*Data lines*
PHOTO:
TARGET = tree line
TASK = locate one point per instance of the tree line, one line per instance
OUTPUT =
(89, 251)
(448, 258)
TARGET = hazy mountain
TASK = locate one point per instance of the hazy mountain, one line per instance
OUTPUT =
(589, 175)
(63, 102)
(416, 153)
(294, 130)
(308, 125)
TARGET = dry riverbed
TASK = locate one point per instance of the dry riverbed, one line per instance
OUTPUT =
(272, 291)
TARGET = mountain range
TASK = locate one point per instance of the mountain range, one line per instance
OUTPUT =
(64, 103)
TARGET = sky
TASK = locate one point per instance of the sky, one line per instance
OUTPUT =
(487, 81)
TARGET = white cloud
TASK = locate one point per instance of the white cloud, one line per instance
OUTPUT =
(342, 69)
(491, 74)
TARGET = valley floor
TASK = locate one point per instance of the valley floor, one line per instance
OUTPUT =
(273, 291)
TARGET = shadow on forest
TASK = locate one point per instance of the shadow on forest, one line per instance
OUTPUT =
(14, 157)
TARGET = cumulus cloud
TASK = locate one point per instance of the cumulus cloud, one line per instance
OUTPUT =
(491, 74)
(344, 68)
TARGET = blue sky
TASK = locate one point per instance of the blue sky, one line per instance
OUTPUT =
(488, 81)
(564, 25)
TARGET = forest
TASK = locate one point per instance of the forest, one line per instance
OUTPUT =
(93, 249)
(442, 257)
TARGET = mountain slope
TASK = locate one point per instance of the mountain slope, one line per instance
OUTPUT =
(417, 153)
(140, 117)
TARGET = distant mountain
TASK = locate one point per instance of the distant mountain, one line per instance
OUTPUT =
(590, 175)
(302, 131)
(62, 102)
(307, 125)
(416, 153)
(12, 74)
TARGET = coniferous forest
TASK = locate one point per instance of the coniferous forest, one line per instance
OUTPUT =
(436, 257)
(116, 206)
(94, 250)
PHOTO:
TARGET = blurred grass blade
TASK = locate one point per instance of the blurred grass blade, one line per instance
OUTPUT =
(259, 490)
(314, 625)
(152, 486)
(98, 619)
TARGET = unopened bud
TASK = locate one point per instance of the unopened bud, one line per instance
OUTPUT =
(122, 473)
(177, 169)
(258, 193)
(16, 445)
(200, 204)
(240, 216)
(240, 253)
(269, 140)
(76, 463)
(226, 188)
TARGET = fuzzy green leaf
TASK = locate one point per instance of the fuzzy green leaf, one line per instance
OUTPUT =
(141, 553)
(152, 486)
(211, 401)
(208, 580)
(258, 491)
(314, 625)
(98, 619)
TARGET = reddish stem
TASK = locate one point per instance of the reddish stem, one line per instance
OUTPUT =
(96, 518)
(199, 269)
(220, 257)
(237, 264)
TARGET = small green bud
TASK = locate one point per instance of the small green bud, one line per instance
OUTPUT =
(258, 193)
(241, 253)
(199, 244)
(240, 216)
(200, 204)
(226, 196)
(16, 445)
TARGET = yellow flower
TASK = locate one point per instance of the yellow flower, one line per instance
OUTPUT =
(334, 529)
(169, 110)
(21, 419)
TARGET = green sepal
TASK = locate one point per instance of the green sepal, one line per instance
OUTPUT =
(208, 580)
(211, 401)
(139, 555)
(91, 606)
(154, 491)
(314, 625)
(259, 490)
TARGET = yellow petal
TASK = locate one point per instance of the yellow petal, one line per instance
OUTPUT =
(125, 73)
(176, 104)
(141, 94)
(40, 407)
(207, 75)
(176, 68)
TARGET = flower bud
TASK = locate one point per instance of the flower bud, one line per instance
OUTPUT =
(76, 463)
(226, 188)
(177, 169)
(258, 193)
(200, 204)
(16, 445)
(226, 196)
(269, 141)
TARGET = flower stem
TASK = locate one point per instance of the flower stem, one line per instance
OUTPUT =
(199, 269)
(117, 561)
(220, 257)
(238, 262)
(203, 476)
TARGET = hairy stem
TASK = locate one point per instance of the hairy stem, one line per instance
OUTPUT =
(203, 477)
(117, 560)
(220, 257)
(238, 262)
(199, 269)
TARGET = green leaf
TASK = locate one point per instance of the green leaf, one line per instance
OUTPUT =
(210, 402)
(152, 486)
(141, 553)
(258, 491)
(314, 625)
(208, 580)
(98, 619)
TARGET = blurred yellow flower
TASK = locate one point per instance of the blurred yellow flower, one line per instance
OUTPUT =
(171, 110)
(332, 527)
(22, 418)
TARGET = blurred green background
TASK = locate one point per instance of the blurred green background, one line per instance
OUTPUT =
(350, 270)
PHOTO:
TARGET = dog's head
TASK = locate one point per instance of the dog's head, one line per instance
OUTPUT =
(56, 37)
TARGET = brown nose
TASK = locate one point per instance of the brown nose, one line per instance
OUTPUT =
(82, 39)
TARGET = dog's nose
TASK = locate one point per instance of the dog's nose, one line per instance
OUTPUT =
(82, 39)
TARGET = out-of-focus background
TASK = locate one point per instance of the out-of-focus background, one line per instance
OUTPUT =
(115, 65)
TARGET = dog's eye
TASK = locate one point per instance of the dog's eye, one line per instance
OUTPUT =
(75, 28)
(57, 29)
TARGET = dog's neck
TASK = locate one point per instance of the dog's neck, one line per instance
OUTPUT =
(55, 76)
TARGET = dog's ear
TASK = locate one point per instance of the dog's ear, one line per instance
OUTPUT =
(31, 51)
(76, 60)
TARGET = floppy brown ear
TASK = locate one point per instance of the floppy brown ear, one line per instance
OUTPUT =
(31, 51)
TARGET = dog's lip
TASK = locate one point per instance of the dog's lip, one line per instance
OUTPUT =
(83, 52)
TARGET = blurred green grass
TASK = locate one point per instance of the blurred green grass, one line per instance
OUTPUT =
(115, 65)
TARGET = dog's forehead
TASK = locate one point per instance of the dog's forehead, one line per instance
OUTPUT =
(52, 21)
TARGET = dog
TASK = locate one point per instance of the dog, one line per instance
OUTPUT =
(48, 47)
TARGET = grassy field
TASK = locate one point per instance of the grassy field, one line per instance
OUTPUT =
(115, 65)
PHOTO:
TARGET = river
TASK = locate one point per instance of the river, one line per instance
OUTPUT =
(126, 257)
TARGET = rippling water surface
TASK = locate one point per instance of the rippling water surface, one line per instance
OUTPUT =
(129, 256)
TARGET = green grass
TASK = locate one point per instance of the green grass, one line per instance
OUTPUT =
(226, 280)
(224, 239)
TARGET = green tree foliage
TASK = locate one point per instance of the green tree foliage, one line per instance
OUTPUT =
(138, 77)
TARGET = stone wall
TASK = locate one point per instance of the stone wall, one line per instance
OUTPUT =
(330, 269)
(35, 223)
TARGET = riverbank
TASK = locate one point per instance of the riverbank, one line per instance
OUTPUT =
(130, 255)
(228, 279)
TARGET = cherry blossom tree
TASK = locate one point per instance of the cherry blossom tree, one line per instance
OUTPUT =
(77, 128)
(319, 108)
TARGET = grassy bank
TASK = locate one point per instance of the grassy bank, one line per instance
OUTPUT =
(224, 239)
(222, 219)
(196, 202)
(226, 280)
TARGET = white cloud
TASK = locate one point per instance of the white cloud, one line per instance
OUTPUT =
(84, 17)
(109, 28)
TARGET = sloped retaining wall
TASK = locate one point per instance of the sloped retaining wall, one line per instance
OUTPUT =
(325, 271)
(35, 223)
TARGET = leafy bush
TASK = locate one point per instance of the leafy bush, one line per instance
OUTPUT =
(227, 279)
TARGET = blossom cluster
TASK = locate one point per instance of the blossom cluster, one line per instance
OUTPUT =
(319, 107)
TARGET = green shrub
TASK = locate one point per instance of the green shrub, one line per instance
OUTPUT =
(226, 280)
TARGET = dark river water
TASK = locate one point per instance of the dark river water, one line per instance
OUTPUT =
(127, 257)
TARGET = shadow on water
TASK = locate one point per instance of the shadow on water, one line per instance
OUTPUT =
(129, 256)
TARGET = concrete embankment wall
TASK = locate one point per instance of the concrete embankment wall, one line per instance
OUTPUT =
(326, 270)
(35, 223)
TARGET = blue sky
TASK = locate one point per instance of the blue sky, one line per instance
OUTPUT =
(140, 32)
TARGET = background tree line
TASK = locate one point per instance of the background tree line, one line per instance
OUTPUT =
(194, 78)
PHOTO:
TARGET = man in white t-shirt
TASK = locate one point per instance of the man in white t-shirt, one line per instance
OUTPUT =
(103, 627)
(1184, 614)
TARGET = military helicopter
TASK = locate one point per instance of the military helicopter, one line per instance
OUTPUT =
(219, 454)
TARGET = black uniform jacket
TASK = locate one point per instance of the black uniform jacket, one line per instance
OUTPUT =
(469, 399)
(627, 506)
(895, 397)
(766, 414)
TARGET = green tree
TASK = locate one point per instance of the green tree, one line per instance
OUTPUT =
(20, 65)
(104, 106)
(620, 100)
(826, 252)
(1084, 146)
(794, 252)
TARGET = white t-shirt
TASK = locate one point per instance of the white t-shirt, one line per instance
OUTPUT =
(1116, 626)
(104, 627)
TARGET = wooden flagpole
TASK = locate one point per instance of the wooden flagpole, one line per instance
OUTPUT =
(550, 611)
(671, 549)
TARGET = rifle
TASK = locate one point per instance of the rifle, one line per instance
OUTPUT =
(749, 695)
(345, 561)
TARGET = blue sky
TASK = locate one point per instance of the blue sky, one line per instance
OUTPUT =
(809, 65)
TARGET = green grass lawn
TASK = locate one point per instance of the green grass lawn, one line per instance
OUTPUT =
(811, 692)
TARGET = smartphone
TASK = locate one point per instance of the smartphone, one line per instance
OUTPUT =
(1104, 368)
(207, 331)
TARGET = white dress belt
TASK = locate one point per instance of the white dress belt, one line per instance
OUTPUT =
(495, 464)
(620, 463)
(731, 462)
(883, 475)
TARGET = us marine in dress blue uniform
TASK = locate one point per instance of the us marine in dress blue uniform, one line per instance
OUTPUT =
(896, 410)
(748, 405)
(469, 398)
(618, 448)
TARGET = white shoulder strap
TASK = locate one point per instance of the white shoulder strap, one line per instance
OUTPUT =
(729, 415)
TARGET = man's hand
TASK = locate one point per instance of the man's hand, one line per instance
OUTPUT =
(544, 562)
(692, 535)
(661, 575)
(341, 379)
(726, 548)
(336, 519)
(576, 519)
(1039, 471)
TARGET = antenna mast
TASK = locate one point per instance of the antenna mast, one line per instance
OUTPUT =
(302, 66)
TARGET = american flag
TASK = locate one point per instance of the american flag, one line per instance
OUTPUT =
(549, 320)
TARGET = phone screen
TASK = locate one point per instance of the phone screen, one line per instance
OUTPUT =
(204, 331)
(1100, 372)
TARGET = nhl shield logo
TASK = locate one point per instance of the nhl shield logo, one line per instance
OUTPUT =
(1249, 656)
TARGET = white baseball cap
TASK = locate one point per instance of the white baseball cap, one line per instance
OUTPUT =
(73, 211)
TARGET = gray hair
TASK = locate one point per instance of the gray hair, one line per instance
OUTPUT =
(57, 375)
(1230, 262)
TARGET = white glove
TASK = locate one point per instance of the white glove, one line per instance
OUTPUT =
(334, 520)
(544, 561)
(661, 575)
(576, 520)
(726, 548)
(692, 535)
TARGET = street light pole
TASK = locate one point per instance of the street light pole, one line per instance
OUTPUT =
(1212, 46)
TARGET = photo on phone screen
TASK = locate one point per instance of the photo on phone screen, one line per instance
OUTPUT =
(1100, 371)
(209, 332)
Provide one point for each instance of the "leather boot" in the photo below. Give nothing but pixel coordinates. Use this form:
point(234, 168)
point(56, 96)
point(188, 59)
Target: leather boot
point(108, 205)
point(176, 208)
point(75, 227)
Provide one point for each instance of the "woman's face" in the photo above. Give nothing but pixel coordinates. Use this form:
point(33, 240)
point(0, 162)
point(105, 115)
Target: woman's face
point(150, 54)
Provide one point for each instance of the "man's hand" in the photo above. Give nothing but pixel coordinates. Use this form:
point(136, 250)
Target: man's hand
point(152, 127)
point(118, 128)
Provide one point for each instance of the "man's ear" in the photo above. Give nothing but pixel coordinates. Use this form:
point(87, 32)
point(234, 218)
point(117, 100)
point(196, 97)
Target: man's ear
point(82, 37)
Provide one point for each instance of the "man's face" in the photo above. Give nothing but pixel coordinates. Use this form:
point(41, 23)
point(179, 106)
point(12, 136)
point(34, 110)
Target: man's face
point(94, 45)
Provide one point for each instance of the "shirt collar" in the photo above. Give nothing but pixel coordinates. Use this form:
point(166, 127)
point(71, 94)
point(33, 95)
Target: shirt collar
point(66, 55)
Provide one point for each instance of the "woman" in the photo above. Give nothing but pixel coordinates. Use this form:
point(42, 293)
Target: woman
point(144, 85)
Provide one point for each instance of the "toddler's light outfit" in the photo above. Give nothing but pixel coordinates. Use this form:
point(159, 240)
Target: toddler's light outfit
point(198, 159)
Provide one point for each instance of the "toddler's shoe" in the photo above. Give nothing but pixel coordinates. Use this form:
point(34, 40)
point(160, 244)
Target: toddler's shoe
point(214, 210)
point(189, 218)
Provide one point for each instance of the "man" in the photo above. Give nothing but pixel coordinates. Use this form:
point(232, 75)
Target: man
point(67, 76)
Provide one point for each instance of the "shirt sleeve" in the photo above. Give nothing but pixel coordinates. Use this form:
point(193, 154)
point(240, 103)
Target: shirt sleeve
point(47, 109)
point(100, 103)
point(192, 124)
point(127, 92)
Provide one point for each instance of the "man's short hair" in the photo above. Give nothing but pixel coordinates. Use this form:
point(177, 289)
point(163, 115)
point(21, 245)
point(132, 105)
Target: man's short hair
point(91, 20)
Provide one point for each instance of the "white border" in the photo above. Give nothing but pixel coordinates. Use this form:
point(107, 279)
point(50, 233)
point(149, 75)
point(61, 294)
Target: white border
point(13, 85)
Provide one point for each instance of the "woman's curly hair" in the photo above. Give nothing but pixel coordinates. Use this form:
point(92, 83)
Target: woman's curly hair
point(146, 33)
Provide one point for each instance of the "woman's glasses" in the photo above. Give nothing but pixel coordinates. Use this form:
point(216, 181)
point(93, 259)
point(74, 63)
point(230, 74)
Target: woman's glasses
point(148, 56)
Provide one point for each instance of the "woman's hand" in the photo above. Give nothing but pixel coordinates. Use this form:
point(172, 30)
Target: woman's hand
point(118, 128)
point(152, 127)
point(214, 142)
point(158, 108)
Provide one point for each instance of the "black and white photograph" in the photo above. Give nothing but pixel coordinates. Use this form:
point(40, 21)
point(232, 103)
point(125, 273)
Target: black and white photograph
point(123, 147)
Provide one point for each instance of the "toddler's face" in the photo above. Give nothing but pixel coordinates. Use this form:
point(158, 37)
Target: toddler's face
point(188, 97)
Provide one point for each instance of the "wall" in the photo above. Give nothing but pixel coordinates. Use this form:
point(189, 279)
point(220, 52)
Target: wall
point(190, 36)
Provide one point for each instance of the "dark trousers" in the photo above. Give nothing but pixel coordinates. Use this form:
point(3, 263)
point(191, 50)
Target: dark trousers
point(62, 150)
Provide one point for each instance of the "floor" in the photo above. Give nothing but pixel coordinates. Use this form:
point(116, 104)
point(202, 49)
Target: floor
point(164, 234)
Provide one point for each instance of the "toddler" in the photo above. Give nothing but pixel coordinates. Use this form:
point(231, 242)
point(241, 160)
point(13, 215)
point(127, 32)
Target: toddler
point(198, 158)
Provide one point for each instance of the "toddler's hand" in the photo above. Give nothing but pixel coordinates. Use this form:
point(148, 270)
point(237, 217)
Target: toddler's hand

*Task requirements*
Print again, unchanged, the lines of the records from the one containing "TARGET = nhl shield logo" through the one containing "(1230, 262)", including both of those lines.

*The result*
TARGET = nhl shield logo
TASK = locate one point per instance of the nhl shield logo, one line per instance
OUTPUT =
(1249, 656)
TARGET = white baseball cap
TASK = locate one point per instance of the white baseball cap, one line per instance
OUTPUT =
(73, 211)
TARGET = gray hair
TASK = locate one point per instance of the gray hair, one line per instance
OUTPUT =
(57, 375)
(1230, 262)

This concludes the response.